### [WORK REQUEST]
Take the entries below and print only the lines from the one with "222H66L57 216L51 217L53" through the one with "positive clicks: (335, 87)", exactly as they stand, both ends included.
________
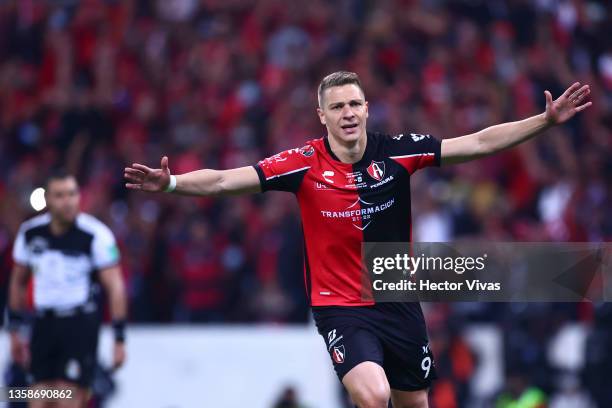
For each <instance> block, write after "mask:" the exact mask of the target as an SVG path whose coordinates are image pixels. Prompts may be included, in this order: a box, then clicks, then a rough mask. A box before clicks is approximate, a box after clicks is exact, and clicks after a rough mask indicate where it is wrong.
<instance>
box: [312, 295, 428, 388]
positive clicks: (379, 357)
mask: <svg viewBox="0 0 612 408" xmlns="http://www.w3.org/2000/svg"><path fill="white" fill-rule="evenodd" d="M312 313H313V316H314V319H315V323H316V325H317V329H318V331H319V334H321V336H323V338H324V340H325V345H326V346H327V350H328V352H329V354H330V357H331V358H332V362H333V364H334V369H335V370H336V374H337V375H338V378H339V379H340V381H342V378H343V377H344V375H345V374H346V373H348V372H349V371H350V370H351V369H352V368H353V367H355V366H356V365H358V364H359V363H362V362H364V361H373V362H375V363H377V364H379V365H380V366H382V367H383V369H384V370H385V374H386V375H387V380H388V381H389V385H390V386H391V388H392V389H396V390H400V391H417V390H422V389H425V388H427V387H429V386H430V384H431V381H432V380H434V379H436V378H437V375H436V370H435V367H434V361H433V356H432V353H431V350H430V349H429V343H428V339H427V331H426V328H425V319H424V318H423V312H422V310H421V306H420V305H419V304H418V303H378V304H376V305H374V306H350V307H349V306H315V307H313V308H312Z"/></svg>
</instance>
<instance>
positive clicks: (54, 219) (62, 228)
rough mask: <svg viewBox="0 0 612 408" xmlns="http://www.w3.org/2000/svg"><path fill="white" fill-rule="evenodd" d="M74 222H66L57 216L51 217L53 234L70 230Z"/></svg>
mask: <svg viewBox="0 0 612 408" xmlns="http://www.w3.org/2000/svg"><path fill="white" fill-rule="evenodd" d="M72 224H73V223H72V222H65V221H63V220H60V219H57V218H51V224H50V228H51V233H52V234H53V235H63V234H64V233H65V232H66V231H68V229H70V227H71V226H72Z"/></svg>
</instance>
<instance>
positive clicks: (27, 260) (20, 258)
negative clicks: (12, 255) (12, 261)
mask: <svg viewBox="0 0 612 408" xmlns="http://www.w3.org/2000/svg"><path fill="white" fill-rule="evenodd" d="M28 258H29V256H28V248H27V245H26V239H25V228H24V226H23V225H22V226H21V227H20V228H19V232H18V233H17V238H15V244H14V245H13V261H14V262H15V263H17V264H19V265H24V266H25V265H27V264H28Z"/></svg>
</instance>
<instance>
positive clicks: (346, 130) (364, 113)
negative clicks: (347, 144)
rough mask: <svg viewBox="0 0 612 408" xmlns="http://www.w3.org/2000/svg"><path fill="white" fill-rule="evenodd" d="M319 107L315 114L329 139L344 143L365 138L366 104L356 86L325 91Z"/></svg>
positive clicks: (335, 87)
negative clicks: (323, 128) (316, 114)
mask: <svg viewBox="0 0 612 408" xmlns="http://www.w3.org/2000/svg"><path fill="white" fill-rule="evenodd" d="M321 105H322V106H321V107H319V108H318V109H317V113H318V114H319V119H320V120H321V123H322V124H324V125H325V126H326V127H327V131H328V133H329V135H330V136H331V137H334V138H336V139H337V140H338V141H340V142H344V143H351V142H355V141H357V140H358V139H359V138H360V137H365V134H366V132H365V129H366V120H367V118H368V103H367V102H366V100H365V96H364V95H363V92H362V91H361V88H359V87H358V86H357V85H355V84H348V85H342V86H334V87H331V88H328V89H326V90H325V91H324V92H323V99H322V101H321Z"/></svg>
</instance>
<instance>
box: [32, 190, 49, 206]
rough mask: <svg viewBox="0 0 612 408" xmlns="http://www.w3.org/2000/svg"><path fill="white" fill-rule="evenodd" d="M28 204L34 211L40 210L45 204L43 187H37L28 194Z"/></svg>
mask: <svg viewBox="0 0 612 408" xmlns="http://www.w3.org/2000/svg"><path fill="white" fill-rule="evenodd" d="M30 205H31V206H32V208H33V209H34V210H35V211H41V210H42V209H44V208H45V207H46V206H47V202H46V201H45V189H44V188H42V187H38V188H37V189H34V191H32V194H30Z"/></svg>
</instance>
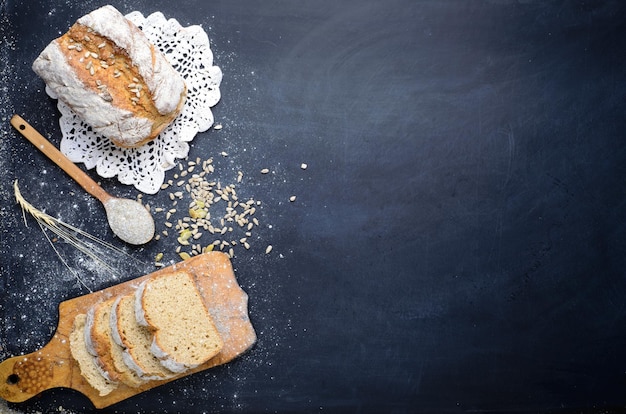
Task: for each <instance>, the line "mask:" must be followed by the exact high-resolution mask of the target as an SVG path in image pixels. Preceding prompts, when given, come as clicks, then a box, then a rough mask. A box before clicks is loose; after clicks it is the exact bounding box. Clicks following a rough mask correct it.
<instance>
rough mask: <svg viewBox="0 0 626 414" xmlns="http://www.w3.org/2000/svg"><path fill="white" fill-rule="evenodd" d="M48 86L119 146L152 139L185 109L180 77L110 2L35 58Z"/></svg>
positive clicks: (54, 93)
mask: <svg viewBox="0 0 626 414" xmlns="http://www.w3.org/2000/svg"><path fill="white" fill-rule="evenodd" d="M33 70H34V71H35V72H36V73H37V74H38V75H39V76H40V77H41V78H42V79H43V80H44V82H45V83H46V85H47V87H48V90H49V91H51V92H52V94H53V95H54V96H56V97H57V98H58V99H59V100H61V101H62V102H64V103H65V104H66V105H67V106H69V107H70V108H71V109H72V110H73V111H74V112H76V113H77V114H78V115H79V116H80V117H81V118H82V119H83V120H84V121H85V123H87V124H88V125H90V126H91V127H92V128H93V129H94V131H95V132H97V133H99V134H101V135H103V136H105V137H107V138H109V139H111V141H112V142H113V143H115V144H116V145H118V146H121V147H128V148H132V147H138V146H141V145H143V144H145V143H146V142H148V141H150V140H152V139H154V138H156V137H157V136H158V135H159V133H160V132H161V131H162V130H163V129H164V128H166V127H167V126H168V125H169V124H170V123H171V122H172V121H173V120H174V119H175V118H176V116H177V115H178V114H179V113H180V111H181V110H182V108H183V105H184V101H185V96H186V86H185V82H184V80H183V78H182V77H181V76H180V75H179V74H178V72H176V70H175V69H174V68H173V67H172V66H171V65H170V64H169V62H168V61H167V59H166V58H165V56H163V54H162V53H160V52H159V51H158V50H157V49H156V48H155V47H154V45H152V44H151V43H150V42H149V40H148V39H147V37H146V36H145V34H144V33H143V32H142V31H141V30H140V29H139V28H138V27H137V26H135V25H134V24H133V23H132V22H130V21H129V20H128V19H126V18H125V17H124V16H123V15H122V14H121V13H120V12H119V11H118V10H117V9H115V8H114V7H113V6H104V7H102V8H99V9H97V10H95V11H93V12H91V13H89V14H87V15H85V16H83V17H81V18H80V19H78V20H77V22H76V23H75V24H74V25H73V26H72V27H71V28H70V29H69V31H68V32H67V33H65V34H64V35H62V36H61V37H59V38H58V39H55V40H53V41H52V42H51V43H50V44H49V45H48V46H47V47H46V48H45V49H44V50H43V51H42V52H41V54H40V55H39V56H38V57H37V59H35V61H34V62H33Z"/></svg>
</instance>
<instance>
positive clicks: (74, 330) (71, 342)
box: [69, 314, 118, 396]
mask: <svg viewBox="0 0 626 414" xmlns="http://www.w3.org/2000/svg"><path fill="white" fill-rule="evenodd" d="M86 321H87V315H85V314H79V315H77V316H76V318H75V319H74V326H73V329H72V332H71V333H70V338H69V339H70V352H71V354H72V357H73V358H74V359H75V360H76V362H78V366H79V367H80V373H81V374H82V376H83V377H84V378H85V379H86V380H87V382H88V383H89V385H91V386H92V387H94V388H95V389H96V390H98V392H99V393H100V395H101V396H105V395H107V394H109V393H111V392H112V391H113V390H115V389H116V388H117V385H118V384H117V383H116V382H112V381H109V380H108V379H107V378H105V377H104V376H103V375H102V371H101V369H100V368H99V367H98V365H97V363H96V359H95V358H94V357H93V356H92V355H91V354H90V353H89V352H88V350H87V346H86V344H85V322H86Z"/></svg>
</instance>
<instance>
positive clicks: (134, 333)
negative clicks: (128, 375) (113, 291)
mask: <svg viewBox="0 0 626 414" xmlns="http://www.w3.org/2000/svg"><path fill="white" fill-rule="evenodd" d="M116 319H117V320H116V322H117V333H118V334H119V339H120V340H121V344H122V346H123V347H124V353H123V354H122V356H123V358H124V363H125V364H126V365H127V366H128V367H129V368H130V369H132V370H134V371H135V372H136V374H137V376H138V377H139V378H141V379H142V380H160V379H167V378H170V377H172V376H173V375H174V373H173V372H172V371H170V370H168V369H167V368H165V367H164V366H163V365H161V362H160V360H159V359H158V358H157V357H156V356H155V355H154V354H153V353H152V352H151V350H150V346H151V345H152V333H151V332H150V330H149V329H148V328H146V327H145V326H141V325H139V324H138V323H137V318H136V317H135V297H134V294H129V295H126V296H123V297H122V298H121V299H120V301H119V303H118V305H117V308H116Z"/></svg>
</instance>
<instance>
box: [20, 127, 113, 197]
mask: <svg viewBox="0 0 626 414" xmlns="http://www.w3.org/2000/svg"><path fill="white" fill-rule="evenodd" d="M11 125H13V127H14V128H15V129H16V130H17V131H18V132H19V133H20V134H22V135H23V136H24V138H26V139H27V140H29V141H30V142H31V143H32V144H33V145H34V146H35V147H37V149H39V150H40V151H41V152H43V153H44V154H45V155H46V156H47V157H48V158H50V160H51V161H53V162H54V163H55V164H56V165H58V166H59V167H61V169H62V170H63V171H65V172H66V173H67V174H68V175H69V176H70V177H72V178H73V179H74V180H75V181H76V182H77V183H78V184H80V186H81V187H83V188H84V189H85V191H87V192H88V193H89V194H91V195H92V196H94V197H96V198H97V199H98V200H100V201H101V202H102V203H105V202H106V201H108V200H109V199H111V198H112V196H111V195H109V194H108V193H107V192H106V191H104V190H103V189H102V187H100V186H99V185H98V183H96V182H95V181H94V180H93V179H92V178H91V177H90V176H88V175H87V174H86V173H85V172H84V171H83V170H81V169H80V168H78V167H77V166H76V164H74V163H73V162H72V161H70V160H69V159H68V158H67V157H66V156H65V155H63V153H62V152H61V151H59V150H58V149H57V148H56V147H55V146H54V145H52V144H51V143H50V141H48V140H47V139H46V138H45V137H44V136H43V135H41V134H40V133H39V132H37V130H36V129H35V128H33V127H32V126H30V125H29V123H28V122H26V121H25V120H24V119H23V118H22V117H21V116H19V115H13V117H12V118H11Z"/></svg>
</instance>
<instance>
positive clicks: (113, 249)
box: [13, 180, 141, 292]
________
### [OUTPUT FOR THIS EXERCISE]
rough mask: <svg viewBox="0 0 612 408" xmlns="http://www.w3.org/2000/svg"><path fill="white" fill-rule="evenodd" d="M74 222H66L57 216L51 217L53 234L70 230Z"/></svg>
mask: <svg viewBox="0 0 612 408" xmlns="http://www.w3.org/2000/svg"><path fill="white" fill-rule="evenodd" d="M72 224H73V223H72V222H65V221H63V220H60V219H57V218H51V224H50V228H51V233H52V234H53V235H63V234H64V233H65V232H66V231H68V229H70V227H71V226H72Z"/></svg>
</instance>
<instance>
positive clicks: (27, 260) (20, 258)
negative clicks: (12, 255) (12, 261)
mask: <svg viewBox="0 0 612 408" xmlns="http://www.w3.org/2000/svg"><path fill="white" fill-rule="evenodd" d="M28 258H29V256H28V248H27V245H26V239H25V228H24V226H23V225H22V226H21V227H20V228H19V232H18V233H17V238H15V244H14V245H13V261H14V262H15V263H17V264H19V265H24V266H25V265H27V264H28Z"/></svg>
</instance>
<instance>
positive clicks: (346, 130) (364, 113)
negative clicks: (347, 144)
rough mask: <svg viewBox="0 0 612 408" xmlns="http://www.w3.org/2000/svg"><path fill="white" fill-rule="evenodd" d="M319 107L315 114L329 139L344 143L365 138L366 104L356 86L325 91Z"/></svg>
positive clicks: (335, 87)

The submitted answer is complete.